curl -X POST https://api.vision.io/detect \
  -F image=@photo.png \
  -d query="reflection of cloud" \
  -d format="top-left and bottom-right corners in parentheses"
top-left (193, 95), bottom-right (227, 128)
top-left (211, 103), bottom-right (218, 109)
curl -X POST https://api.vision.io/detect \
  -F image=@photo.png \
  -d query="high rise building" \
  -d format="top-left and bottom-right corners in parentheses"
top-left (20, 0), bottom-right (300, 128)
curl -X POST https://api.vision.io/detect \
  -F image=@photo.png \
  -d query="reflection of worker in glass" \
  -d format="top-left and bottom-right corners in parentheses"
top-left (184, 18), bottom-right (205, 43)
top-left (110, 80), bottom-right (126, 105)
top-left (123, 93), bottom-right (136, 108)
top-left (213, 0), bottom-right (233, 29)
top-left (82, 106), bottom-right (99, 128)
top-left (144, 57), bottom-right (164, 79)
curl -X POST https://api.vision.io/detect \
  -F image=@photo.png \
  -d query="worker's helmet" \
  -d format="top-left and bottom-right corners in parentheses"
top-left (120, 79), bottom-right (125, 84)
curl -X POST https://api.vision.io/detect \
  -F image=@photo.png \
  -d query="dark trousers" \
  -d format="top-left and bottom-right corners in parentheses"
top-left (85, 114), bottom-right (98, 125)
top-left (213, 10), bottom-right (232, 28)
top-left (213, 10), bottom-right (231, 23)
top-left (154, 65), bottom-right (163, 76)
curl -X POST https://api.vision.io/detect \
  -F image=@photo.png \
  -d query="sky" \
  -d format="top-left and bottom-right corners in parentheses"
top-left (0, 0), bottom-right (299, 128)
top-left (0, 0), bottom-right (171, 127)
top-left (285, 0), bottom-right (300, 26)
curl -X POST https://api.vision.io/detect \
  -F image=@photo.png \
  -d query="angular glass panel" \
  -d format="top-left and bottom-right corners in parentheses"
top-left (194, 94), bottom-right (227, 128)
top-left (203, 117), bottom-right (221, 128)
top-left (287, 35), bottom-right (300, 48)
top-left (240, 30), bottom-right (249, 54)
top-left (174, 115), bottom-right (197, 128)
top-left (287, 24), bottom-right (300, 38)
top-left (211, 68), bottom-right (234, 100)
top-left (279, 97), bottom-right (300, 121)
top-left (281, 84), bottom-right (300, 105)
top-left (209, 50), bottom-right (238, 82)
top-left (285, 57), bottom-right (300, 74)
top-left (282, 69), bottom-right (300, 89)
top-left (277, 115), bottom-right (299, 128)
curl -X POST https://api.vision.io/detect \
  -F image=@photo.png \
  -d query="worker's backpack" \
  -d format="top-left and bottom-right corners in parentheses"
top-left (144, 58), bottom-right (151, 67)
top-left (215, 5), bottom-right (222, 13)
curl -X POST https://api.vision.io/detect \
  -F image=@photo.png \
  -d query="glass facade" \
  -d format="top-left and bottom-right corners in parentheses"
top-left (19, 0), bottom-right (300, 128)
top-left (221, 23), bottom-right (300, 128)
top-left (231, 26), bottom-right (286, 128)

::::

TASK BRIEF
Copy the records. Each line should match exactly.

THE ANSWER
curl -X POST https://api.vision.io/detect \
  -F image=@photo.png \
  -d query="reflection of cloud" \
  -d format="top-left and bottom-right corners in parentheses"
top-left (193, 95), bottom-right (227, 128)
top-left (211, 103), bottom-right (218, 109)
curl -X POST https://api.vision.io/detect \
  -F image=@photo.png \
  -d query="high rise building" \
  -d format="top-left and bottom-right corners in parentheses"
top-left (20, 0), bottom-right (300, 128)
curl -X POST https://api.vision.io/detect \
  -F image=@photo.png \
  -d query="reflection of worker in glass" \
  -d format="top-left and bottom-right corners in parentheses"
top-left (184, 18), bottom-right (205, 43)
top-left (110, 80), bottom-right (126, 105)
top-left (123, 93), bottom-right (136, 108)
top-left (213, 0), bottom-right (233, 29)
top-left (82, 106), bottom-right (99, 128)
top-left (144, 57), bottom-right (164, 79)
curl -X POST https://api.vision.io/detect \
  -F image=@photo.png \
  -d query="worker's helmet" \
  -d format="top-left and bottom-right corners in parentheses"
top-left (120, 79), bottom-right (125, 84)
curl -X POST https://api.vision.io/detect \
  -F image=@photo.png \
  -d query="dark trousers" \
  -d format="top-left and bottom-right corners in parentheses"
top-left (85, 114), bottom-right (98, 125)
top-left (213, 10), bottom-right (232, 28)
top-left (213, 10), bottom-right (231, 23)
top-left (154, 65), bottom-right (163, 76)
curl -X POST https://api.vision.io/detect \
  -F image=@photo.png \
  -d query="sky" \
  -d format="top-left and bottom-right corners in parentheses"
top-left (0, 0), bottom-right (299, 128)
top-left (0, 0), bottom-right (171, 127)
top-left (285, 0), bottom-right (300, 26)
curl -X POST https://api.vision.io/detect \
  -F image=@photo.png \
  -d query="angular glass panel" \
  -d format="top-left and bottom-right corners in parentheses"
top-left (194, 94), bottom-right (227, 128)
top-left (203, 117), bottom-right (221, 128)
top-left (287, 35), bottom-right (300, 48)
top-left (240, 30), bottom-right (249, 54)
top-left (174, 115), bottom-right (197, 128)
top-left (287, 24), bottom-right (300, 38)
top-left (211, 68), bottom-right (234, 100)
top-left (279, 97), bottom-right (300, 121)
top-left (281, 84), bottom-right (300, 105)
top-left (209, 50), bottom-right (238, 82)
top-left (285, 57), bottom-right (300, 74)
top-left (282, 69), bottom-right (300, 89)
top-left (277, 115), bottom-right (299, 128)
curl -X POST https://api.vision.io/detect \
  -F image=@photo.png \
  -d query="worker's backpack" \
  -d format="top-left and bottom-right corners in parentheses"
top-left (144, 58), bottom-right (151, 67)
top-left (215, 5), bottom-right (222, 13)
curl -X POST https://api.vision.io/detect \
  -F image=@photo.png \
  -d query="glass facade" \
  -d format="top-left and bottom-right corners in parentheses"
top-left (19, 0), bottom-right (300, 128)
top-left (221, 23), bottom-right (300, 128)
top-left (231, 26), bottom-right (286, 128)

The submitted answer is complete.